JOB:
List every line in the material below that contains the word "instance". Case counts.
>>
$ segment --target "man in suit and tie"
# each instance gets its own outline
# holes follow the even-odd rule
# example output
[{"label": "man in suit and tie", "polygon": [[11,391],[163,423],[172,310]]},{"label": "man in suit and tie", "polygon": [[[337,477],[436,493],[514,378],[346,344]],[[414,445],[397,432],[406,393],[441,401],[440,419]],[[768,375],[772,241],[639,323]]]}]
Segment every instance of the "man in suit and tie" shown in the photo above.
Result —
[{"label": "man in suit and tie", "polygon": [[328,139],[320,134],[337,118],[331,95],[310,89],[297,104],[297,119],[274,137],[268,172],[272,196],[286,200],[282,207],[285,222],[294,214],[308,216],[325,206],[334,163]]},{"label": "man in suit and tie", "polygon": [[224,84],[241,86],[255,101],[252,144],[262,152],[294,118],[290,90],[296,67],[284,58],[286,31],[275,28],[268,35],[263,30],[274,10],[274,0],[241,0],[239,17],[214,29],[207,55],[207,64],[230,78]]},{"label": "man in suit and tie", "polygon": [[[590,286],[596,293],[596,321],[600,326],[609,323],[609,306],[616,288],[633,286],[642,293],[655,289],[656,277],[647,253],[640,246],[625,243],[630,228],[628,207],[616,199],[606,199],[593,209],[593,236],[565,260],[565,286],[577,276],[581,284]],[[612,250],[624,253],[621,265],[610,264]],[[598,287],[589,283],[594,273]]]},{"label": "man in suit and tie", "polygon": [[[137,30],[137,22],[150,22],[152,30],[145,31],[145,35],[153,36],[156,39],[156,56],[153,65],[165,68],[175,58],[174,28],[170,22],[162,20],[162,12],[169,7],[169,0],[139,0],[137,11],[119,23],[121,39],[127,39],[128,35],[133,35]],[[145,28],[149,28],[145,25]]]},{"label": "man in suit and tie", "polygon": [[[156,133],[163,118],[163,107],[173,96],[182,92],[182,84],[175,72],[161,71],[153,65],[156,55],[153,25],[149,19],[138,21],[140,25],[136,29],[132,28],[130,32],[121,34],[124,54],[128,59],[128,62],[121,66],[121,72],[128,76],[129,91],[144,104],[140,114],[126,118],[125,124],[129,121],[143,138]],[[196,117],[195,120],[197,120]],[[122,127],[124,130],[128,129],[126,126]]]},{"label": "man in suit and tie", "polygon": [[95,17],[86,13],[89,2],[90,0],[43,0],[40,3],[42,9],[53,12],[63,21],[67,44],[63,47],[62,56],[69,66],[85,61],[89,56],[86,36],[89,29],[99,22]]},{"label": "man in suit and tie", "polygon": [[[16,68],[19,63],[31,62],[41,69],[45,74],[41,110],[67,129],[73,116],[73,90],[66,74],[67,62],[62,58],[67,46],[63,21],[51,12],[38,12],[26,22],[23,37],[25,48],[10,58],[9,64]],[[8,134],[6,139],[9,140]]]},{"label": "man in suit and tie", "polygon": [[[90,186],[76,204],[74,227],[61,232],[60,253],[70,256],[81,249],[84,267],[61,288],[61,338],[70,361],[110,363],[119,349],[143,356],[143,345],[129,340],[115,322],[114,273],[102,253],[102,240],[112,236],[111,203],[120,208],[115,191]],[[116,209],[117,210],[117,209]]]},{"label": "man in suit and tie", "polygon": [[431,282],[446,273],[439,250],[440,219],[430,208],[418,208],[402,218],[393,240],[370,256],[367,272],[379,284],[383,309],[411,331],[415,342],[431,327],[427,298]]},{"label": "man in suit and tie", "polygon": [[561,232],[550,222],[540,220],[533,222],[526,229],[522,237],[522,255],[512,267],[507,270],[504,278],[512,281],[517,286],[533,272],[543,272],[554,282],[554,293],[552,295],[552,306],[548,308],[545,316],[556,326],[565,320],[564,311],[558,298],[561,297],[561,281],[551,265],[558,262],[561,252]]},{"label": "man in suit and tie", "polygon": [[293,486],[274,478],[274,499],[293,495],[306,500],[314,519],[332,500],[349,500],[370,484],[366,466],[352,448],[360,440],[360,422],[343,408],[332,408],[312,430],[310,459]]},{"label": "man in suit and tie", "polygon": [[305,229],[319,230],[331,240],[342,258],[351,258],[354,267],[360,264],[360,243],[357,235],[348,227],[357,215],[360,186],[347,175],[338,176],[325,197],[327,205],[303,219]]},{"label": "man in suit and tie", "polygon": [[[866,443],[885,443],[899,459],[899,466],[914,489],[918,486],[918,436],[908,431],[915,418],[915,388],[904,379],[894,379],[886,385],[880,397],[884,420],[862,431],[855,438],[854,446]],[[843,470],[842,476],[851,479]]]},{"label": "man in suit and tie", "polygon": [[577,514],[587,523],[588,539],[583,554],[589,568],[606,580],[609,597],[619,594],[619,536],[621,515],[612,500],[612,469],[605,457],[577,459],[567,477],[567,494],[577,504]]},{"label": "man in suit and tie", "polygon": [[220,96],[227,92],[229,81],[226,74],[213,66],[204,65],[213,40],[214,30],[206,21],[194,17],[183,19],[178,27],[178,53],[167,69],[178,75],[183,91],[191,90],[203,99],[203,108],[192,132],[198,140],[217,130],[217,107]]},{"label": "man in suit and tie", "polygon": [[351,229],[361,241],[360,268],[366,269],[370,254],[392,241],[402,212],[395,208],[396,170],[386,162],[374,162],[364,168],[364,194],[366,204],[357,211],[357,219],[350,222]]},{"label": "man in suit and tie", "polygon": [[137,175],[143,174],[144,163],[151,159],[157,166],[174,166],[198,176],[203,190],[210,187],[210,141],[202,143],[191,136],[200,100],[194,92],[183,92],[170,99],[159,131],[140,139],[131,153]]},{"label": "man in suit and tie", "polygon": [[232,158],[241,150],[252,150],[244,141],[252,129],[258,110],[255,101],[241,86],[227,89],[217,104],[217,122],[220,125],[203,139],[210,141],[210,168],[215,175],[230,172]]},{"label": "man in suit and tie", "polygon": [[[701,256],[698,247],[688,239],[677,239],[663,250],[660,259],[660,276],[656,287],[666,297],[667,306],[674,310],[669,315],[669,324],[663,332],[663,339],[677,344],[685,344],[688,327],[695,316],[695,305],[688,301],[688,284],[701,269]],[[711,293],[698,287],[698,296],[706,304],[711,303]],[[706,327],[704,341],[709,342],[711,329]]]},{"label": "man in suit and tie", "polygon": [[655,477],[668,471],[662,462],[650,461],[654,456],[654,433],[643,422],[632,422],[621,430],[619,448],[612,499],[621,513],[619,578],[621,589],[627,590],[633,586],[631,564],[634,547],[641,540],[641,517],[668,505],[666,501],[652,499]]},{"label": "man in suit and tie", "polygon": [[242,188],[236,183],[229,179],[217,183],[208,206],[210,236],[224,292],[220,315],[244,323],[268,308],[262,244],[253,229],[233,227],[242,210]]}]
<<
FULL RESPONSE:
# each instance gets its own outline
Segment every instance of the "man in suit and tie" shown in the photo above.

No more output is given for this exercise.